Given passage Start Marker

Our View: Treatment, not jail

The Spokesman-Review

Half a century ago, people who heard voices or plotted paranoid fantasies were likely to wind up living at Eastern State Hospital. Now they’re much more likely to wander the streets of Spokane and land in the local jail.

In the 1960s Americans became deeply concerned about the state of public mental institutions. Books like Ken Kesey’s “One Flew Over The Cuckoo’s Nest” raised the public’s consciousness. And facilities such as Eastern began opening their doors and releasing thousands.

The vision then, of mental health programs that could allow patients to live less restricted, richer lives, has never fully come to fruition. While injustices of the old system were corrected, many new horrors were created.

State and local governments never found enough money to give those with mental illnesses the care they need. And where the psychiatric nurses left off in setting limits on irrational behavior, other public servants, particularly police, judges and jailers, were forced to step in.

Last week Spokane-area officials announced welcome news. A group from law enforcement, the courts and the mental health community will spend a year developing a strategic plan. They’ll examine ways to improve the criminal justice system’s dealings with the mentally ill.

The public has become increasingly aware of the issue. The most notable tragedy was the death last year of Otto Zehm, a mentally ill janitor, who died after Spokane police officers tied him down.

Last September, a U.S. Justice Department report showed that 64 percent of Spokane jail inmates displayed symptoms of a mental disorder.

And last week Spokane Superior Court Judge Linda Tompkins said, “We face the fact every day that so many of our folks are in jail when they should be on a treatment regimen.”

This new strategic planning process, paid for by a $50,000 grant from the U.S. Justice Department, offers new hope for Spokane’s mentally ill.

The criminal justice system, never designed to replace the psychiatric field, sometimes must do just that. For the collective health of our community, police, judges and jailers must work hard to reduce the insanity here, not compound it.

Given passage End Marker
Material provided Start Marker

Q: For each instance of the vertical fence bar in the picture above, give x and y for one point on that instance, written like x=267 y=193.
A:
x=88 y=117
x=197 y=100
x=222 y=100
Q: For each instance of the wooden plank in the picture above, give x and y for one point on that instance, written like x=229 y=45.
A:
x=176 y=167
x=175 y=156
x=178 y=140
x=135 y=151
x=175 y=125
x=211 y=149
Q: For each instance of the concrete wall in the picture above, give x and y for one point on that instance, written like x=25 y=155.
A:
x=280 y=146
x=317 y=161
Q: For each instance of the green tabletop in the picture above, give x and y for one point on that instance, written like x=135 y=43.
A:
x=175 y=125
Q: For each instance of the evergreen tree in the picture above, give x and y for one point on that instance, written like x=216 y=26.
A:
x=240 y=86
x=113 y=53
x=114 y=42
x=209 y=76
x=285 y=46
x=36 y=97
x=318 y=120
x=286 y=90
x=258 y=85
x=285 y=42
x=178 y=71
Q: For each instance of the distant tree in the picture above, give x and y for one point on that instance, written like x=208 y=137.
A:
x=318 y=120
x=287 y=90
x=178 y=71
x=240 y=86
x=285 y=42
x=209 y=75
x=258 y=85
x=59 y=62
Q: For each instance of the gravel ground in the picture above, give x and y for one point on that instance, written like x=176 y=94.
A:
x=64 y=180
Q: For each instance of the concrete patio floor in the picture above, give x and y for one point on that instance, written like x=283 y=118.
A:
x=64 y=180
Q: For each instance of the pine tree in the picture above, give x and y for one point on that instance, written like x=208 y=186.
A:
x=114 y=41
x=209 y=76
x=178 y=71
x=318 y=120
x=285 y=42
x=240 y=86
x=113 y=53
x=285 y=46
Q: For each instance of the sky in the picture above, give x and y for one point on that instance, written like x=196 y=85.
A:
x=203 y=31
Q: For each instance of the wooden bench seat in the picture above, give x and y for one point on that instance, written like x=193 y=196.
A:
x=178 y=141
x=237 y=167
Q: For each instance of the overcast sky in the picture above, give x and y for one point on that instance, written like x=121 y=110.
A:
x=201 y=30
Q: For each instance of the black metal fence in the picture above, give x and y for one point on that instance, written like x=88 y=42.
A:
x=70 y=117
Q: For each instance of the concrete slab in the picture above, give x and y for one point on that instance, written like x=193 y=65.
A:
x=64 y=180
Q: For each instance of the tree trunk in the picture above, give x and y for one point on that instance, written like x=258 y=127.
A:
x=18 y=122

Material provided End Marker

> [Work instruction]
Return the passage of the mental health editorial starting at "In the 1960s" and ending at "horrors were created.", copied word for word.

> [Task answer]
In the 1960s Americans became deeply concerned about the state of public mental institutions. Books like Ken Kesey’s “One Flew Over The Cuckoo’s Nest” raised the public’s consciousness. And facilities such as Eastern began opening their doors and releasing thousands.

The vision then, of mental health programs that could allow patients to live less restricted, richer lives, has never fully come to fruition. While injustices of the old system were corrected, many new horrors were created.